### PROBLEM 1:
Count the lines in the records below that contain the string "beach", treating case as significant, and give only the number.

Introduction
Searching and sorting collections of data are at the heart of almost all programming projects. Fortunately, the .NET Framework includes a large number of tools which can help you to both reduce your development time and at the same time write programs which are more stable and perform better. This program demonstrates examples of many different searching and sorting techniques. The code for each technique can easily be borrowed to help you speed development of your applications.
This WinForms program visually compares the performance of nearly a dozen different approaches to searching and sorting data. The program also allows you to compare running these data manipulations using different multitasking techniques and settings. The multitasking settings will let you to see the degree to which the foreground program remains responsive to user interaction while performing the background data processing.

### TASK INPUTS:
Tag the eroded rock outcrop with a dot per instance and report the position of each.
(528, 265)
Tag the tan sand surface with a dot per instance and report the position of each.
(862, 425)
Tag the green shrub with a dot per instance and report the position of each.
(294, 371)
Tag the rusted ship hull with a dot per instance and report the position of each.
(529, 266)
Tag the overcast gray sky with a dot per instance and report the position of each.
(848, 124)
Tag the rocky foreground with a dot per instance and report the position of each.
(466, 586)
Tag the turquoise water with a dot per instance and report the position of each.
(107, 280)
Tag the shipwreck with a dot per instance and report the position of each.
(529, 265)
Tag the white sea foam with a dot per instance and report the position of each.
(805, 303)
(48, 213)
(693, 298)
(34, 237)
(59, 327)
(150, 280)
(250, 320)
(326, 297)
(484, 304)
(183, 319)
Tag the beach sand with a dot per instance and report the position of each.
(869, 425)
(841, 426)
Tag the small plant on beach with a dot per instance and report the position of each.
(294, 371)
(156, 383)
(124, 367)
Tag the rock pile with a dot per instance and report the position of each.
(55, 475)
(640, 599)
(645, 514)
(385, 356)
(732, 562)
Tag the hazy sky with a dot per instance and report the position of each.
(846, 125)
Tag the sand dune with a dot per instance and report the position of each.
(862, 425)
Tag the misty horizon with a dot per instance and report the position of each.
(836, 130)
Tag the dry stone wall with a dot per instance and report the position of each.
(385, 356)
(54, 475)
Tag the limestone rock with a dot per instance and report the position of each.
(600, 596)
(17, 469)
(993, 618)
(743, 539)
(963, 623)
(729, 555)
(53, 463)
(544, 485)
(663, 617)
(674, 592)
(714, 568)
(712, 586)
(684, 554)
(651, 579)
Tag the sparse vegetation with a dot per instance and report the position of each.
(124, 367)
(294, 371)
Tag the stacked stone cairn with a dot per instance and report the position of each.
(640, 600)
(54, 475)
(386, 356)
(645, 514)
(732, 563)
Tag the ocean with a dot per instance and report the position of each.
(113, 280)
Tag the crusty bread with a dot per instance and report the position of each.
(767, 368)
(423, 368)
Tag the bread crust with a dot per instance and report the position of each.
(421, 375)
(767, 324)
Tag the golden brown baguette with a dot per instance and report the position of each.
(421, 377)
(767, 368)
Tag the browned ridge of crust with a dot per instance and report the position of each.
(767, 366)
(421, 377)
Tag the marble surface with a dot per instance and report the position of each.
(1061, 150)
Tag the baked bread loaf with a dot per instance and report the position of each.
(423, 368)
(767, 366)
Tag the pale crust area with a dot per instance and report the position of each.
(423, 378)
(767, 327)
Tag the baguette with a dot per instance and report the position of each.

### PROBLEM 2:
Rewrite the stretch of the searching-and-sorting introduction from "Introduction" through "of your applications.", changing "development" to "coding".

### TASK RESPONSE 1:
2

### TASK RESPONSE 2:
Introduction
Searching and sorting collections of data are at the heart of almost all programming projects. Fortunately, the .NET Framework includes a large number of tools which can help you to both reduce your coding time and at the same time write programs which are more stable and perform better. This program demonstrates examples of many different searching and sorting techniques. The code for each technique can easily be borrowed to help you speed coding of your applications.